* ACTIVITY:
Reproduce the passage on the pandemic's impact on farm-gate prices from "The beef sector" to "succeeded to date.", word for word.

* EXERCISE PASSAGE:
========
While farming had escaped the direct impact of the pandemic initially, farm-gate prices are now beginning to be impacted negatively across all commodities.
The beef sector was already under pressure before this crisis and prices have fallen a further 10% over the past month. The outlook for dairy prices is also weak, with prices expected to fall 10-20% this year.
The reasons are straightforward – demand has collapsed due to the closure of food service where up to 50% of all food is consumed. As a result, in some countries (the UK and US) some milk is being dumped with farmers in France now being paid not to produce milk.
One of the biggest challenges during the pandemic has been to ensure that all the milk and animals coming off farms continued to be processed. The industry has succeeded to date.
However, the challenge remains as the country comes into peak milk supply in the coming weeks with little-to-no spare capacity should a factory go down due to an outbreak of Covid-19.
The full impact of this crisis on the agri-food supply chain is unknown. What is known is that this crisis has brought renewed attention to the critical importance of food production. This pandemic has tested the sustainability and resilience of the global food-supply system.
========
* PROVIDED DATA:
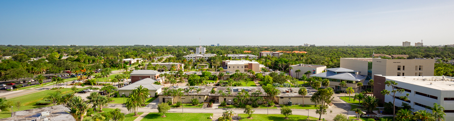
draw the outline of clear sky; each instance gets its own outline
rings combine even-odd
[[[0,44],[454,44],[454,0],[0,0]]]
========
* WRITTEN REPLY:
The beef sector was already under pressure before this crisis and prices have fallen a further 10% over the past month. The outlook for dairy prices is also weak, with prices expected to fall 10-20% this year.
The reasons are straightforward – demand has collapsed due to the closure of food service where up to 50% of all food is consumed. As a result, in some countries (the UK and US) some milk is being dumped with farmers in France now being paid not to produce milk.
One of the biggest challenges during the pandemic has been to ensure that all the milk and animals coming off farms continued to be processed. The industry has succeeded to date.